目標 |
[a] 本文によれば、Magic: The Gatheringのオンラインイベントがかつてないほどの隆盛をみせている理由は何か、1〜3文で説明せよ。
[b] 本文をもとに、次の問いにそれぞれ答えよ。
(i) 本稿が今回みていく対象は何か。
(ii) Arena Openの初日はどの形式でおこなわれるか。
(iii) Arena Openの2日目は、何勝するか何敗するまでプレイできるか。
[c] 本文のうち、「Arena Openとは」で始まり「通貨(ジェム)が獲得できる。」まで続く部分を、一字一句そのまま書き写せ。

----- 掲載本文

はじめに
近年、MTGアリーナが導入されたことで、Magic: The Gatheringのオンラインイベントはかつてないほどの隆盛をみせています。自宅にいながらグランプリと同様のハイレベルなプレイと緊張感、達成感を味わえるものです。
本稿では盛り上がりをみせるオンライン上で開催された大会結果をまとめて、みなさんにお届けしていきたいと思います。今回は先週末に開催されたArena Openと禁止改定告知後のスタンダードについてみていきましょう。
Arena Openとは
MTGアリーナ上で開催される2日制の賞金イベント。初日はBO1スタンダードでおこなわれ、7勝または3敗までプレイ可能となっており、7勝達成することで2日目の参加権利獲得となる。2日目はBO3スタンダードでおこなわれ、7勝するか2敗するまでプレイ可能で勝利数により賞金やゲーム内通貨(ジェム)が獲得できる。

----------
----- 生データ

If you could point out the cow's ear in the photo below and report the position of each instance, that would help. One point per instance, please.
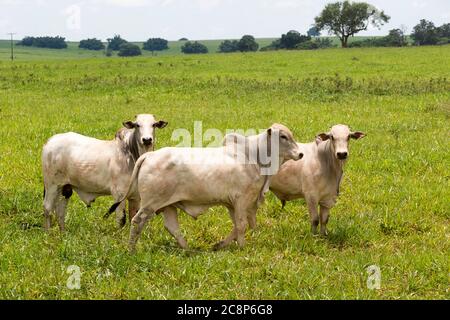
(129, 124)
(322, 137)
(357, 135)
(161, 124)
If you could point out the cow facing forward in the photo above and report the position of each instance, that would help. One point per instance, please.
(318, 176)
(93, 167)
(195, 179)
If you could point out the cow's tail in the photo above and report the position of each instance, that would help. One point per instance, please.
(131, 187)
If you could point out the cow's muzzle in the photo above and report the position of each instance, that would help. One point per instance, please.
(342, 155)
(147, 141)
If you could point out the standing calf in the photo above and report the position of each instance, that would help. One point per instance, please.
(93, 167)
(195, 179)
(318, 176)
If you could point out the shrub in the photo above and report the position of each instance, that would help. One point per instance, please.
(193, 48)
(156, 44)
(247, 44)
(91, 44)
(425, 33)
(115, 42)
(316, 44)
(44, 42)
(229, 46)
(292, 39)
(129, 50)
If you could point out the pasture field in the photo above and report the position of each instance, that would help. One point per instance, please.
(393, 211)
(73, 52)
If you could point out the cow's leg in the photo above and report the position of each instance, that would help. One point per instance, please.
(171, 223)
(324, 215)
(121, 216)
(61, 206)
(252, 219)
(241, 215)
(232, 236)
(137, 224)
(50, 200)
(313, 213)
(133, 207)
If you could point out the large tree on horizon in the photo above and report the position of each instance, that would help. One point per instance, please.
(345, 19)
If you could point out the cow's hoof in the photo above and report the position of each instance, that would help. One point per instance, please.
(218, 246)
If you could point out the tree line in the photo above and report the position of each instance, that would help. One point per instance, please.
(341, 19)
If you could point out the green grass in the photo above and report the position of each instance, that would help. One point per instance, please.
(73, 52)
(393, 210)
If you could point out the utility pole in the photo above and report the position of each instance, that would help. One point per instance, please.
(12, 45)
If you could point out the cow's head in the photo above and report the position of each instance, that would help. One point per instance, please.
(144, 130)
(288, 148)
(339, 136)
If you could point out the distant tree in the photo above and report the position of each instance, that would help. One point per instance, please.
(156, 44)
(115, 42)
(444, 33)
(129, 50)
(316, 43)
(229, 46)
(345, 19)
(275, 45)
(395, 38)
(291, 39)
(444, 30)
(44, 42)
(425, 33)
(248, 43)
(91, 44)
(193, 48)
(27, 41)
(313, 32)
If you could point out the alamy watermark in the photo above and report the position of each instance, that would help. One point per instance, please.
(74, 280)
(374, 277)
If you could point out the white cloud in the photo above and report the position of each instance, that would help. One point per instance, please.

----------

解答一覧 |
[a] 近年、MTGアリーナが導入されたためである。

[b]
(i) 先週末に開催されたArena Openと、禁止改定告知後のスタンダード
(ii) BO1スタンダード
(iii) 7勝するか2敗するまで

[c]
Arena Openとは
MTGアリーナ上で開催される2日制の賞金イベント。初日はBO1スタンダードでおこなわれ、7勝または3敗までプレイ可能となっており、7勝達成することで2日目の参加権利獲得となる。2日目はBO3スタンダードでおこなわれ、7勝するか2敗するまでプレイ可能で勝利数により賞金やゲーム内通貨(ジェム)が獲得できる。